--- Assigned task ---
Below are some records; quote exactly the lines from the one that contains "positive clicks: (766, 342)" through the one that contains "negative clicks: (761, 351) (857, 401)", inclusive, and no others.

Data for analysis Start Marker

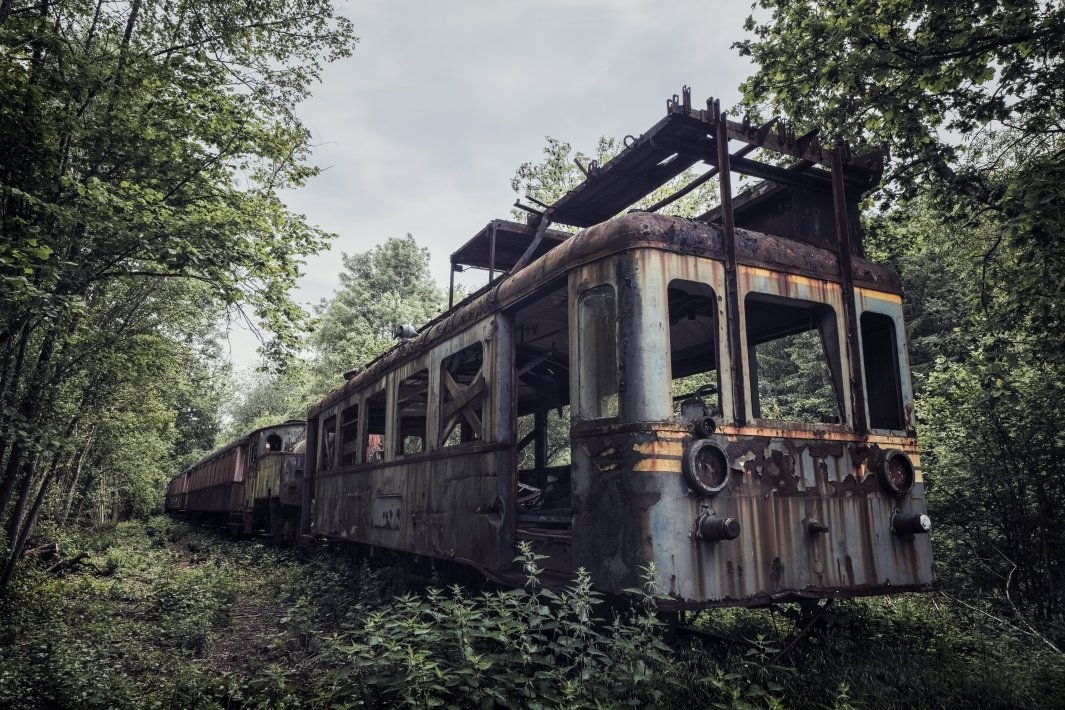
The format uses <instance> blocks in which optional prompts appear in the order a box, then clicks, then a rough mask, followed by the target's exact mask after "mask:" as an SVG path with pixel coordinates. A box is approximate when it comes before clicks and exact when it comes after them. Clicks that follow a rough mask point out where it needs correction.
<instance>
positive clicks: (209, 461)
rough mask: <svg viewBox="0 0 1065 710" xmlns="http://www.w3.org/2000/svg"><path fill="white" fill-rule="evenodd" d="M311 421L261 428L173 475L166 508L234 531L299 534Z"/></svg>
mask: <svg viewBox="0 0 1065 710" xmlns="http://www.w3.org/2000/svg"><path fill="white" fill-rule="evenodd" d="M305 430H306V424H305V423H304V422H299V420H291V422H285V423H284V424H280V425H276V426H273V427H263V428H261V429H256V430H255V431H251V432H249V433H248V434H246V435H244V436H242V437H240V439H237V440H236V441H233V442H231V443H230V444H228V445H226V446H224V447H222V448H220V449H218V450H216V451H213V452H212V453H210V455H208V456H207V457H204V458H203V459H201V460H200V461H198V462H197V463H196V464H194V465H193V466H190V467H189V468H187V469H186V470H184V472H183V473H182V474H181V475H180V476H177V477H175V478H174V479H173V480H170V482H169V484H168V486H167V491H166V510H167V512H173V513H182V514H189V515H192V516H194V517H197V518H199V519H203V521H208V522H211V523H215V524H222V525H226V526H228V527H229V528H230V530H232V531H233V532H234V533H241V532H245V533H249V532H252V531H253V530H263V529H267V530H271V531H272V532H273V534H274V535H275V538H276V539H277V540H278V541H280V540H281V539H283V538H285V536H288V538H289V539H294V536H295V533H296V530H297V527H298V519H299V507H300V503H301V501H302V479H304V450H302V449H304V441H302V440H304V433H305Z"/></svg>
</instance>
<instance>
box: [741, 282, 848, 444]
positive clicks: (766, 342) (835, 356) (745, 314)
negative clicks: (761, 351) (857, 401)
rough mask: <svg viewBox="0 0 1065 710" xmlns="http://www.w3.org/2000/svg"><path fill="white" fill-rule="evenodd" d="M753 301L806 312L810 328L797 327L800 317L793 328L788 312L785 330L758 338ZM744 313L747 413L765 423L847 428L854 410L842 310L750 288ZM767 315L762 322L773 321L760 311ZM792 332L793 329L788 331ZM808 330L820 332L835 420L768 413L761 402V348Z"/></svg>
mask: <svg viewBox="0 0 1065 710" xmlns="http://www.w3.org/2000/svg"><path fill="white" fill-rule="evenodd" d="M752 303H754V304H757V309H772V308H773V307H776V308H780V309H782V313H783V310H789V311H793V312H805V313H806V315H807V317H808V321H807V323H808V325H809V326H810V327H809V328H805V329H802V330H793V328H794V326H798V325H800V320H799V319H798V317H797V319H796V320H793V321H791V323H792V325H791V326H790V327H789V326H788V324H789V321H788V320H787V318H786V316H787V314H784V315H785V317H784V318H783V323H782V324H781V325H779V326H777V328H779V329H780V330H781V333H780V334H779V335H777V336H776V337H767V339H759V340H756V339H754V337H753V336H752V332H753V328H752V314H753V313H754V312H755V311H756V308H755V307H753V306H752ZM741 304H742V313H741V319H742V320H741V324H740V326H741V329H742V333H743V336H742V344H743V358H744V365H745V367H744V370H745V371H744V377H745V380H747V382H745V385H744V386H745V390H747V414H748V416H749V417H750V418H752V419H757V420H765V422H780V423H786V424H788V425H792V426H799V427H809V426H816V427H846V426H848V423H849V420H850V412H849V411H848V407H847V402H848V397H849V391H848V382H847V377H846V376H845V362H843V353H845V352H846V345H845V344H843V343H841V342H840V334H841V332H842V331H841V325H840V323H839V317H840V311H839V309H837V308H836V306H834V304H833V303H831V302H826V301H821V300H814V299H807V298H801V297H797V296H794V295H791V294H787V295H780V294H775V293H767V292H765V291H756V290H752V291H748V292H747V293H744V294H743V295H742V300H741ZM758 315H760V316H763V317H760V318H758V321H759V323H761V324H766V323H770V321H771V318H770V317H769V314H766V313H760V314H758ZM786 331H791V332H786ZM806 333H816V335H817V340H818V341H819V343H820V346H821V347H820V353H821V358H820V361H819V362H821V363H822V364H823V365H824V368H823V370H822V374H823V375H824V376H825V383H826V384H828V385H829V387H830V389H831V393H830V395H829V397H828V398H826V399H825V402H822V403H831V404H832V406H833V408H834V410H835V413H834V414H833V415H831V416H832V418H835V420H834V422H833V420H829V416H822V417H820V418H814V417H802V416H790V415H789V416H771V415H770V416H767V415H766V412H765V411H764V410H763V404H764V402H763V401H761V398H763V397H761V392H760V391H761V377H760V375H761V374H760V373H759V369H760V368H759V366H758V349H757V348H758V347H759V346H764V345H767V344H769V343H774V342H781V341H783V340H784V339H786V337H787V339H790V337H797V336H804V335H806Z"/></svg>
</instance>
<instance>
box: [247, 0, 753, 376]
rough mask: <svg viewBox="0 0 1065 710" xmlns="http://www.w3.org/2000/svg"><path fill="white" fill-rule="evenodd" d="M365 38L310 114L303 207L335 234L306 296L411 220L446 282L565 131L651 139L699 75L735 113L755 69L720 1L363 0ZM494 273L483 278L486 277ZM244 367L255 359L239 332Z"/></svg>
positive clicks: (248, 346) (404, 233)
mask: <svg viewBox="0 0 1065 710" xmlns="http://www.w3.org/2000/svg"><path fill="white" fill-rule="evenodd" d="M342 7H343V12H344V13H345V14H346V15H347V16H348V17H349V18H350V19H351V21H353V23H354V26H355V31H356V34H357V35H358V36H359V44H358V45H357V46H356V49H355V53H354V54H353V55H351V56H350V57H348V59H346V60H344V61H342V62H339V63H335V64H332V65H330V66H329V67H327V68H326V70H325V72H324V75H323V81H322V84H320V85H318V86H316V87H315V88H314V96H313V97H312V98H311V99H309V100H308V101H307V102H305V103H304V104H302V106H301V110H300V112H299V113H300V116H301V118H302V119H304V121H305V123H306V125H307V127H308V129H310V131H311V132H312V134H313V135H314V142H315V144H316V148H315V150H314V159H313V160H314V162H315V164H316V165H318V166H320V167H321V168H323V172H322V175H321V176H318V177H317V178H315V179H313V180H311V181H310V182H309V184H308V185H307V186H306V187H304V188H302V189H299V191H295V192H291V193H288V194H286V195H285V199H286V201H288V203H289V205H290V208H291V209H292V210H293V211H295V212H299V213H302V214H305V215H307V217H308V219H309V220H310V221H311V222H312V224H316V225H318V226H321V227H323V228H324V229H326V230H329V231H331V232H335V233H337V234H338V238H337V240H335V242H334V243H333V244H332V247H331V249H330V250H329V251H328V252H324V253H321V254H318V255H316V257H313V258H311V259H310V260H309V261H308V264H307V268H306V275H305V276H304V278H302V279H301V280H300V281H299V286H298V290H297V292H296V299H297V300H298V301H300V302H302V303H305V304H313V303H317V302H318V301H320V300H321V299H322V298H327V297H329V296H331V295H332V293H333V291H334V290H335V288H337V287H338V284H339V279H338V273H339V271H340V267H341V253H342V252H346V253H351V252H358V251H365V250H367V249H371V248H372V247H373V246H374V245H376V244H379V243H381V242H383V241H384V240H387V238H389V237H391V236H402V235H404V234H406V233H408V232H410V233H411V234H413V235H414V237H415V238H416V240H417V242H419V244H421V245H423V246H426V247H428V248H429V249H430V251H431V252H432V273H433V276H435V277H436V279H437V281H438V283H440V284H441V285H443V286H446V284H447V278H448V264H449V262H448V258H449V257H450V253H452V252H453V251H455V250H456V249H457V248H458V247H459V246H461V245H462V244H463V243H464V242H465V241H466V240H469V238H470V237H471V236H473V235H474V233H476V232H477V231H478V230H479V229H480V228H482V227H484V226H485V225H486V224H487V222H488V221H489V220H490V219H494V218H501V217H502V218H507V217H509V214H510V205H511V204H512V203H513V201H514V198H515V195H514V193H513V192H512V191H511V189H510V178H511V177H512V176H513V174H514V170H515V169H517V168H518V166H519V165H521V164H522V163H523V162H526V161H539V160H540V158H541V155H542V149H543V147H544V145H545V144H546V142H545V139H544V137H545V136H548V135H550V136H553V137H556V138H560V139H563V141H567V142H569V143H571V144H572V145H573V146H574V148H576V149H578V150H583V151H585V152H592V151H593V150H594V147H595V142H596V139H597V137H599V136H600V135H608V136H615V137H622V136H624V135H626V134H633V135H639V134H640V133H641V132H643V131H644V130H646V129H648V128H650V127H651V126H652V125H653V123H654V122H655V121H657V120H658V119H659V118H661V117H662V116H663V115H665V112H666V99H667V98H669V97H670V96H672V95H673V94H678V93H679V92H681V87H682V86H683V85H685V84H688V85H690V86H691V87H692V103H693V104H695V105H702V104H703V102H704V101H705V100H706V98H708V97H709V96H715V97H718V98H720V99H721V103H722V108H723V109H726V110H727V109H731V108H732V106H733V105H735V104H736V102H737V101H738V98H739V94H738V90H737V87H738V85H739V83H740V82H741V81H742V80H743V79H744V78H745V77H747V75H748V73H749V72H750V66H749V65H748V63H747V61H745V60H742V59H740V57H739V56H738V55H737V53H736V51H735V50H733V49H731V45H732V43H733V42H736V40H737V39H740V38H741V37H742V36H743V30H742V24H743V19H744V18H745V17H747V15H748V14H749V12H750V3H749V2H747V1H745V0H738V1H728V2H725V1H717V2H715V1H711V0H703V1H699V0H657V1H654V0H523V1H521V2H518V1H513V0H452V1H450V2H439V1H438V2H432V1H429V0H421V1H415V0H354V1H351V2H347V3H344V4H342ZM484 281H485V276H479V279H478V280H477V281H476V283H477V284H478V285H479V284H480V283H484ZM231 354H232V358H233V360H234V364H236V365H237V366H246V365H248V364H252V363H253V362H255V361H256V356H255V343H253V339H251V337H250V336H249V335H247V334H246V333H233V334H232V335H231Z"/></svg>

Data for analysis End Marker
Data for analysis Start Marker

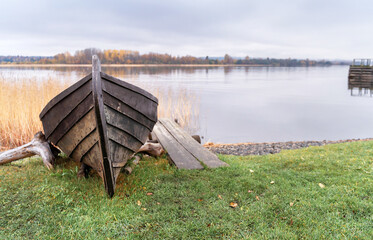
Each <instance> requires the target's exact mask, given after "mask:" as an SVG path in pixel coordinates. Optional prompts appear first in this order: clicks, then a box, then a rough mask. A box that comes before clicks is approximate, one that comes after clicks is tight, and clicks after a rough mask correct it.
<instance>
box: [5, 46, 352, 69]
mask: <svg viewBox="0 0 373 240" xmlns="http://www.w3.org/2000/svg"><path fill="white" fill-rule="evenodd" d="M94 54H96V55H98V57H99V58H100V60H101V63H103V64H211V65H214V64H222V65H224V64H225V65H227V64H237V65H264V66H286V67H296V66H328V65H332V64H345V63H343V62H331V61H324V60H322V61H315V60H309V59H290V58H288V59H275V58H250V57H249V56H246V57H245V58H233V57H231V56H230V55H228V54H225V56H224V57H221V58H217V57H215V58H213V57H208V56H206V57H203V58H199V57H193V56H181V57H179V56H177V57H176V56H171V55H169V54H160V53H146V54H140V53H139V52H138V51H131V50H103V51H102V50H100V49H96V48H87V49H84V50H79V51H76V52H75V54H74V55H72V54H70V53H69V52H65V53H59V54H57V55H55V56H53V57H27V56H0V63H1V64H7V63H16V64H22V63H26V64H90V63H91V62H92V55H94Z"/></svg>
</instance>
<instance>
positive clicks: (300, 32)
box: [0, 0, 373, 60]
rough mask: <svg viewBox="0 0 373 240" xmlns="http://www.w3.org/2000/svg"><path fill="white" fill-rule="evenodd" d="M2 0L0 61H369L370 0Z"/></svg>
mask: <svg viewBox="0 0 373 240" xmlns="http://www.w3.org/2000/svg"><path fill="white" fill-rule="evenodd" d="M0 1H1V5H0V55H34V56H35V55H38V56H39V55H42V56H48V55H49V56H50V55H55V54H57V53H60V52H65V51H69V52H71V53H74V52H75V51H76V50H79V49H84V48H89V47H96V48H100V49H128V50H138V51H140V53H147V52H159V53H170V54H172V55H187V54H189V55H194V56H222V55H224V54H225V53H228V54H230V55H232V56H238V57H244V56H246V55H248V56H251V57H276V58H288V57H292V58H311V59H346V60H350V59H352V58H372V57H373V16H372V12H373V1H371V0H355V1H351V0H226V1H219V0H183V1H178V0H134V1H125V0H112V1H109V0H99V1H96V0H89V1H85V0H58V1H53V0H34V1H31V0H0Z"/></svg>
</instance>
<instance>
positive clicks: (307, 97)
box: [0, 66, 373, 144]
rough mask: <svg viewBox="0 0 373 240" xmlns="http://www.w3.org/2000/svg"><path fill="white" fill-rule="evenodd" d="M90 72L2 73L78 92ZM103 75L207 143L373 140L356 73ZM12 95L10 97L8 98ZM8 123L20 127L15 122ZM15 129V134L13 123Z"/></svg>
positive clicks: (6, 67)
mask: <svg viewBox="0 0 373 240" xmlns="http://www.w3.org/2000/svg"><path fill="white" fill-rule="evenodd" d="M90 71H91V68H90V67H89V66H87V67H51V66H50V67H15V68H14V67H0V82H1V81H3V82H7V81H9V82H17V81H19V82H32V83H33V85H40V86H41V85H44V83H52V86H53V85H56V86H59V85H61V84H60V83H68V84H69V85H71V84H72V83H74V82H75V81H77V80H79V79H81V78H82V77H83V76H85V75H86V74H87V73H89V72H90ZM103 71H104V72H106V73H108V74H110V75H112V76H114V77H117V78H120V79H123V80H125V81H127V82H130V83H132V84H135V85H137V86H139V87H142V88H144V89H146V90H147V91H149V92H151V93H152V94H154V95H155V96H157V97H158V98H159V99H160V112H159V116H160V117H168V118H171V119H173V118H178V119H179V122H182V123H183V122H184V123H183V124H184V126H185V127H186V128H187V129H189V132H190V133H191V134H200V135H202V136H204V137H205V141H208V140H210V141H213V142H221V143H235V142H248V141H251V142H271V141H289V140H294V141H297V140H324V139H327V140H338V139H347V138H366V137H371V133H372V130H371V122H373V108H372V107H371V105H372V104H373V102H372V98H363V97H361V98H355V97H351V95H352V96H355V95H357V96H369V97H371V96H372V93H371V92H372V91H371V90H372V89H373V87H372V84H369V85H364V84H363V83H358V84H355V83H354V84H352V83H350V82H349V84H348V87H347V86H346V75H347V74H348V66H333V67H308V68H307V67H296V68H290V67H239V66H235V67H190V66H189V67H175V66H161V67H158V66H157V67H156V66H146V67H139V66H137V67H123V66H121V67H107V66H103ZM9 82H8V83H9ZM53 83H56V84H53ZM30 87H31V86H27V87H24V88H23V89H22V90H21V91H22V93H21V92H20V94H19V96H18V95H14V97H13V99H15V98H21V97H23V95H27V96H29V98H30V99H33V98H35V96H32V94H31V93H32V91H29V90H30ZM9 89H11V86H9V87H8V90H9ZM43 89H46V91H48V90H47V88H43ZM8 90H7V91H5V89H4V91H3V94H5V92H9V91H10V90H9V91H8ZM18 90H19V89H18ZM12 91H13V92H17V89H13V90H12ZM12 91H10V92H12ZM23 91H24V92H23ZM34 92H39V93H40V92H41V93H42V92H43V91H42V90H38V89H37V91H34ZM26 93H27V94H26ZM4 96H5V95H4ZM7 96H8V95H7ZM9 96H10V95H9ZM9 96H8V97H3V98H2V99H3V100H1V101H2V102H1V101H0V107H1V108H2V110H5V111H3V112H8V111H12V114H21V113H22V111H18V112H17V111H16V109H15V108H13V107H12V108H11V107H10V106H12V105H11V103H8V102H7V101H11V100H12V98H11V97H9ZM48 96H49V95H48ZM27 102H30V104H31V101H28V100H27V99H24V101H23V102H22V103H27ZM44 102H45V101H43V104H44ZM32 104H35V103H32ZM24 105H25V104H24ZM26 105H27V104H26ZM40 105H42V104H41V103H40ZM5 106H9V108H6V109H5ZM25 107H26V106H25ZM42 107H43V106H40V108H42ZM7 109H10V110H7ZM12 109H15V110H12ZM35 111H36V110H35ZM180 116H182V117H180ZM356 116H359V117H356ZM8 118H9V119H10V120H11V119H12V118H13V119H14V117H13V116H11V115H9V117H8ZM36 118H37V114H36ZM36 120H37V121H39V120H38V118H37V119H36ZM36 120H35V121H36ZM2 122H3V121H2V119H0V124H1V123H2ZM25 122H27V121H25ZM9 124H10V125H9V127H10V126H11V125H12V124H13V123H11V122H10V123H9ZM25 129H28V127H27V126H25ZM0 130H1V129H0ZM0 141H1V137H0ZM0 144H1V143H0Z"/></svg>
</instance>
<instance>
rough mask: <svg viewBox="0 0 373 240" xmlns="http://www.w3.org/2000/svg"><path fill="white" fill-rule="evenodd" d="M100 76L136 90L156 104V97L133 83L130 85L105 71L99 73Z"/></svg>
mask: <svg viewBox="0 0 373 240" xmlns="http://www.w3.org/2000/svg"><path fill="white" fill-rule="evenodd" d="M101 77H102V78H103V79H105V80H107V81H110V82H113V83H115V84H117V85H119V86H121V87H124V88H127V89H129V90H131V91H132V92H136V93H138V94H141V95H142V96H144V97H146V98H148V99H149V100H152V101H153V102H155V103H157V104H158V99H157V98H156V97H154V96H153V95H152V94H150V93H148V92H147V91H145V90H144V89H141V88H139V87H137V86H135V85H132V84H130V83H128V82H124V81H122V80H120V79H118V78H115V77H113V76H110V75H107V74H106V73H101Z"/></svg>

Data for analysis End Marker

--- Result for this task ---
positive clicks: (766, 342) (835, 356) (745, 314)
negative clicks: (761, 351) (857, 401)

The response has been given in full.